START

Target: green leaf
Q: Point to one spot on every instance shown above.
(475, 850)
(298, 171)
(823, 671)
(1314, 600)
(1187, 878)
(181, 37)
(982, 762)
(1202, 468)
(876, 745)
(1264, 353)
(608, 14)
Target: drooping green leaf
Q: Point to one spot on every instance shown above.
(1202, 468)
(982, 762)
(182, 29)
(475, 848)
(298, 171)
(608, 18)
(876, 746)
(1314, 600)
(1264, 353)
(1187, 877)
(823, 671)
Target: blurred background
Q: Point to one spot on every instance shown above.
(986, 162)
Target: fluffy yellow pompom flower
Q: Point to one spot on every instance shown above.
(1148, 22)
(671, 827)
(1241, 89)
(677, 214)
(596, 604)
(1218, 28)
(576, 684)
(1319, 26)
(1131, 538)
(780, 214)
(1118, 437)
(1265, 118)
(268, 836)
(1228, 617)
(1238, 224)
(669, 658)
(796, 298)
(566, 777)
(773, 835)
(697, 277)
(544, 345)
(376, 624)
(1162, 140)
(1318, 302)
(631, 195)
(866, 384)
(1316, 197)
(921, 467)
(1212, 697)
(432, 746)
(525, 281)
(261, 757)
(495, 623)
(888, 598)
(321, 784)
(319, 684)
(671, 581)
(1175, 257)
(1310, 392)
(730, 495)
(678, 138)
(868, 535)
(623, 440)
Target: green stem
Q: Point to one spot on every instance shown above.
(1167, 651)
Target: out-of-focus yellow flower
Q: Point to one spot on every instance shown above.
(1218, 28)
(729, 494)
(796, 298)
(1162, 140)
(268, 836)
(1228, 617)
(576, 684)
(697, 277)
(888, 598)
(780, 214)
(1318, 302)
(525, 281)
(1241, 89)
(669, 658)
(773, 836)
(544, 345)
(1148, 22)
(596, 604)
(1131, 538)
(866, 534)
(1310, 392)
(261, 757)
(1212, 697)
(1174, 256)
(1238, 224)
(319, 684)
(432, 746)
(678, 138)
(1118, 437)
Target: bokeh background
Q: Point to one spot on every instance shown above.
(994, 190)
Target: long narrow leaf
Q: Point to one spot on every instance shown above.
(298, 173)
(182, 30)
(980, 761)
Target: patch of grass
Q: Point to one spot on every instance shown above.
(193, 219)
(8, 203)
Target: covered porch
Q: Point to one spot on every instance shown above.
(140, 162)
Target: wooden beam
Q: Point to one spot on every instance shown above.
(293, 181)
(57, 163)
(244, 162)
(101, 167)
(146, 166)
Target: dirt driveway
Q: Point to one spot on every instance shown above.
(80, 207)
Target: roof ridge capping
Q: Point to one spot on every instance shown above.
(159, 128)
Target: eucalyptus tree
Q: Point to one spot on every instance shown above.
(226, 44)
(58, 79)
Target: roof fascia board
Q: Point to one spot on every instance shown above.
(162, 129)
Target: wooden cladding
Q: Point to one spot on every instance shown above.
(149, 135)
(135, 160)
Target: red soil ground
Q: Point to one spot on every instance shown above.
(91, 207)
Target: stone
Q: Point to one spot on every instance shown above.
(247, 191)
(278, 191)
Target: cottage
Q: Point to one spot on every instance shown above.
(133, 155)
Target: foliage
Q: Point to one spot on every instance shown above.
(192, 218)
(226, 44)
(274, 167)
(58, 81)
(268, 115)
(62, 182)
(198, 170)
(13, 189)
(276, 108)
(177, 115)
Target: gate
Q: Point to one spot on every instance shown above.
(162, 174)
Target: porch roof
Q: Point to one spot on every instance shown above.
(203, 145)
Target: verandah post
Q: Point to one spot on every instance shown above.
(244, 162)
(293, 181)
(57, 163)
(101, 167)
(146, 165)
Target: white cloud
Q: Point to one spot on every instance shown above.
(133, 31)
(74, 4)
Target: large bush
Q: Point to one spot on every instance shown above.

END

Repeat the listing in full, keeping every line exactly as it is.

Target: green leaf
Q: Point to one spot on every instance shown above.
(475, 850)
(298, 171)
(823, 671)
(1314, 600)
(1187, 878)
(181, 37)
(982, 762)
(1202, 468)
(876, 745)
(1264, 353)
(608, 14)
Target: drooping green leaf
Q: Point to one spot on every instance shown above.
(1202, 468)
(982, 762)
(182, 29)
(475, 848)
(298, 171)
(608, 18)
(876, 746)
(1314, 600)
(1264, 353)
(1187, 877)
(823, 671)
Target: blurred background
Q: Point to one spot on every instance shown above.
(986, 162)
Target: fluffy yellow pompom flower
Q: Point to one spot on every instance shown above.
(1148, 22)
(671, 827)
(1241, 89)
(677, 214)
(596, 604)
(1218, 28)
(576, 684)
(1319, 26)
(1131, 538)
(780, 214)
(1118, 437)
(1265, 118)
(268, 836)
(1228, 617)
(1238, 224)
(669, 658)
(796, 298)
(566, 777)
(773, 835)
(697, 277)
(544, 345)
(376, 624)
(1162, 140)
(1318, 302)
(631, 195)
(866, 384)
(1316, 197)
(921, 467)
(1212, 697)
(432, 746)
(525, 281)
(261, 757)
(495, 623)
(888, 598)
(321, 784)
(319, 684)
(671, 581)
(1175, 257)
(1310, 392)
(730, 495)
(678, 138)
(868, 535)
(623, 440)
Target: green stem
Q: Point to one spot on every instance shown above.
(1167, 651)
Target: out-of-focus yellow flower
Q: Point to one spot on every instance shown above.
(1218, 28)
(729, 494)
(796, 298)
(1162, 140)
(268, 836)
(1228, 617)
(576, 684)
(697, 277)
(888, 598)
(780, 214)
(1318, 302)
(525, 281)
(1241, 89)
(669, 658)
(773, 836)
(544, 345)
(1148, 22)
(596, 604)
(1131, 538)
(866, 534)
(1310, 392)
(261, 757)
(1212, 697)
(1174, 256)
(1238, 224)
(319, 684)
(432, 746)
(678, 138)
(1118, 437)
Target: bokeh background
Q: Point to one spot on every instance shown above.
(994, 190)
Target: long narrow leaf
Q: Point to one spot on every instance shown above.
(298, 173)
(182, 30)
(980, 761)
Target: patch of grass
Q: Point to one spot on every instance shown above.
(193, 219)
(8, 203)
Target: covered porch
Q: Point to one spot on every instance shown above.
(140, 162)
Target: wooden beam
Q: Point to one spot on every instance shown above.
(293, 181)
(57, 163)
(244, 162)
(101, 167)
(146, 166)
Target: dirt driveway
Q: Point to one spot on every instance shown above.
(80, 207)
Target: roof ridge capping
Q: Point to one spot on every instance shown above.
(159, 128)
Target: eucalyptus tree
Q: Point to one spot on every instance shown above.
(226, 44)
(58, 79)
Target: roof fascia board
Q: Point to one spot on every instance shown above.
(162, 129)
Target: wooden cladding
Q: Point to one spot on every instance shown above.
(149, 135)
(135, 160)
Target: red soil ground
Q: Point to one spot on every instance shown above.
(91, 207)
Target: stone
Q: Point to one spot on every instance shown above.
(247, 191)
(278, 191)
Target: cottage
Q: Point to one spot on every instance shown above.
(133, 155)
Target: foliage
Q: Point to one spot on every instance shown above.
(192, 218)
(226, 44)
(274, 167)
(58, 81)
(268, 115)
(62, 182)
(198, 170)
(13, 189)
(276, 108)
(177, 115)
Target: gate
Q: Point to one spot on every instance shown above.
(162, 174)
Target: porch roof
Q: Point to one spot on every instance shown above.
(203, 145)
Target: verandah post
Q: Point to one spot on every instance shown above.
(244, 162)
(293, 181)
(57, 163)
(101, 167)
(146, 165)
Target: white cloud
Q: Point to one spot on every instance shown above.
(133, 31)
(74, 4)
Target: large bush
Q: Point to one spot on every instance shown above.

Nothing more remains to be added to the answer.